2. A lamp as claimed in claim 1, wherein said lamp has a molded insulative dipping cap aligned with and facing said discharge device for intercepting a portion of emitted light from said discharge device, and said second current-supply conductor comprises a first portion molded integrally in said dipping cap to secure said dipping cap with respect to said discharge device.
3. A lamp as claimed in claim 2, wherein said first portion has a rectangular cross-section for removing heat and equalizing the temperature in said dipping cap.
4. A lamp as claimed in claim 2, wherein said first portion further comprises vanes extending within said dipping cap for removing heat and equalizing the temperature in said dipping cap.
5. A lamp as claimed in claim 1, wherein said first current-supply conductor has a portion molded integrally within said dipping cap having a leg protruding from said dipping cap connected to said first lead-through, said first current-supply conductor portion having an elongate vane extending within said dipping cap for removing heat and equalizing the temperature in said dipping cap.
6. A lamp as claimed in claim 1, wherein said second current-supply conductor is enclosed by insulating material over substantially its entire length.
8. A lamp as claimed in claim 7, wherein said first portion of said second current supply conductor has a rectangular cross-section for removing heat from said dipping cap and equalizing the temperature distribution in said dipping cap.
9. A lamp as claimed in claim 8, wherein said first portion further comprises non-current-carrying heat conductive vanes integral with said current-supply conductor.
10. A lamp as claimed in claim 7, wherein said first current-supply conductor comprises a portion molded in said dipping cap having a current-carrying leg protruding from said dipping cap connected to said first lead-through and a heat conductive vane for equalizing the temperature distribution in said dipping cap.
11. A lamp as claimed in claim 8, wherein a said current-supply conductor has a portion having a rectangular cross-section connected to a respective said lead-through by a weld and comprises a rib extending transverse to said respective lead-through forming a pointed contact whereby welding of said welded connection is facilitated.
12. A lamp as claimed in claim 9, wherein a said current-supply conductor has a portion having a rectangular cross-section connected to a respective said lead-through by a weld, said portion comprising a rib extending transverse to said respective lead-through forming a pointed contact whereby welding of said welded connection is facilitated.
13. A lamp cap as claimed in claim 10, wherein a said current-supply conductor has a portion having a rectangular cross-section connected to a respective said lead-through by a weld, said portion comprising a rib extending transverse to said respective lead-through forming a pointed contact whereby welding of said welded connection is facilitated.
14. A lamp as claimed in claim 7, wherein said second current-supply conductor comprises a curved portion having the current-supply conductor substantially bent back on itself between said transverse portion and said dipping cap for reducing stress in said second current-supply conductor resulting from differing expansions between said lamp cap and said discharge vessel.

• **EXTRACTED DATA**:

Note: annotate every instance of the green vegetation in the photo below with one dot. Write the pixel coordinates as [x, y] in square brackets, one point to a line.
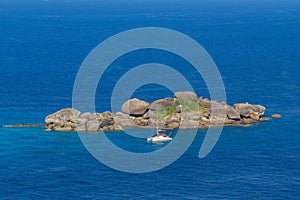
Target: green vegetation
[188, 106]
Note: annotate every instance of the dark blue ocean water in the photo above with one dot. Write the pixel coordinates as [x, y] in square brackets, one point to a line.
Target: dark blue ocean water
[255, 46]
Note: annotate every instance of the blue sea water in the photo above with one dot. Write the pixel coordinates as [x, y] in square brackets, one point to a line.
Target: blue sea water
[255, 46]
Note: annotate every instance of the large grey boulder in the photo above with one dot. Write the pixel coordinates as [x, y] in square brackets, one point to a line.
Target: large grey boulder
[184, 96]
[232, 113]
[161, 104]
[123, 119]
[247, 110]
[64, 118]
[135, 107]
[106, 118]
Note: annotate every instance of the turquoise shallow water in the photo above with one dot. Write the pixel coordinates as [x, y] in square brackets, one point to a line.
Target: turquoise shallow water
[255, 47]
[258, 161]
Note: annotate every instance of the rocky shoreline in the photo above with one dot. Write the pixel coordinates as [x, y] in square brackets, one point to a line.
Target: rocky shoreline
[185, 110]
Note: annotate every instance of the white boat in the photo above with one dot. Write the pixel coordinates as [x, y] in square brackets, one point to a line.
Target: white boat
[159, 138]
[160, 135]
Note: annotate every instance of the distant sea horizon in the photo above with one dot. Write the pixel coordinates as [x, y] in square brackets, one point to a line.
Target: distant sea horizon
[255, 46]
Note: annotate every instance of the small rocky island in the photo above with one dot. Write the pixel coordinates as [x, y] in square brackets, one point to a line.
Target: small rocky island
[185, 110]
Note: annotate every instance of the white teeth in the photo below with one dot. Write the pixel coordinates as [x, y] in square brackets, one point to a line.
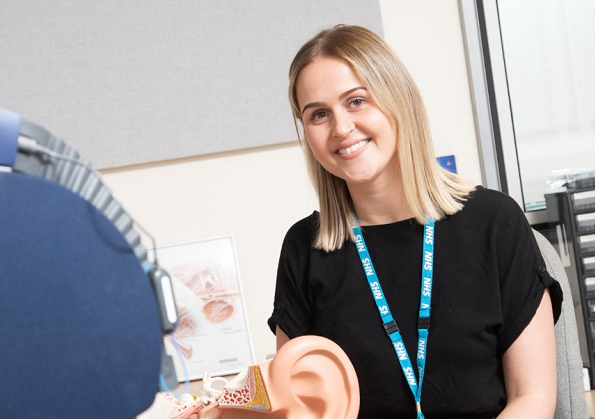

• **EXERCISE INSTRUCTIONS**: Please list the number of every claim in the lamp claims above that mentions a vane or vanes.

• **FINAL RESULT**: Claims 4, 5, 9 and 10.